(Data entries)
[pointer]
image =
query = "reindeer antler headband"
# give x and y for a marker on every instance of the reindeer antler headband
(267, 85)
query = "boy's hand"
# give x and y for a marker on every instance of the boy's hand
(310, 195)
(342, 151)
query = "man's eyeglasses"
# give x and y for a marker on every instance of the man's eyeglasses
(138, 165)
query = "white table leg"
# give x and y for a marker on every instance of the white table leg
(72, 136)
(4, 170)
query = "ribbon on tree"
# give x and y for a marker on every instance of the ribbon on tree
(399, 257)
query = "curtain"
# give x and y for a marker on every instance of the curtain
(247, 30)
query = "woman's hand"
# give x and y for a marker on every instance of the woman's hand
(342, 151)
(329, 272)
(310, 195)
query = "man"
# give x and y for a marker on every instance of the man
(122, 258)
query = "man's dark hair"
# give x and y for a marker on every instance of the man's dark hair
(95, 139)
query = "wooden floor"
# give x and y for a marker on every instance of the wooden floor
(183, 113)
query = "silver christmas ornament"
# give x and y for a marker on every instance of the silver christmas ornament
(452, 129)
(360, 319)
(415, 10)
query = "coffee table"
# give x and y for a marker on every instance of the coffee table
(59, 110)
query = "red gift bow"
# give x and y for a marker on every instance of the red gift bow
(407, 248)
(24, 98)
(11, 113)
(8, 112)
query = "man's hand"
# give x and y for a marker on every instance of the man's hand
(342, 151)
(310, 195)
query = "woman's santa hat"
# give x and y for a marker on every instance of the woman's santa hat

▸ **PROBLEM DETAILS**: Please repeat all the records above exactly as they appear.

▸ **EXERCISE RESULT**:
[pointer]
image =
query = "reindeer antler headband"
# give x and y for a marker on every instance of the reindeer antler headband
(267, 85)
query = "boy's hand"
# give x and y for a marker on every instance of the boy's hand
(310, 195)
(342, 151)
query = "man's eyeglasses"
# give x and y for a marker on every instance of the man's eyeglasses
(138, 165)
query = "white table leg"
# give x and y for a marker on every instance of the white table leg
(72, 136)
(4, 170)
query = "ribbon on tree"
# give x and y for a marker on every instance of the ribbon on tree
(399, 257)
query = "curtain"
# give x and y for a marker on every instance of the curtain
(247, 30)
query = "woman's hand"
# give x and y for a marker on every instance of the woman's hand
(342, 151)
(329, 272)
(310, 195)
query = "man"
# give x and y for a marker on every instance of the man
(122, 258)
query = "man's dark hair"
# give x and y for a marker on every instance of the man's dark hair
(95, 139)
query = "wooden floor"
# give x and y for a marker on every instance of the wooden floor
(183, 113)
query = "silver christmas ornament"
# give x and y for a marker on every instance of the silver christmas ornament
(452, 129)
(360, 319)
(415, 10)
query = "coffee table"
# give x and y for a marker on every instance of the coffee table
(59, 110)
query = "red gift bow"
# give x and y for a marker on every instance of the red gift bow
(407, 248)
(24, 98)
(11, 113)
(8, 112)
query = "man's hand"
# give x and y for a marker on every instance of the man's hand
(342, 151)
(310, 195)
query = "woman's santa hat"
# give x and y for a marker on every instance of the woman's santa hat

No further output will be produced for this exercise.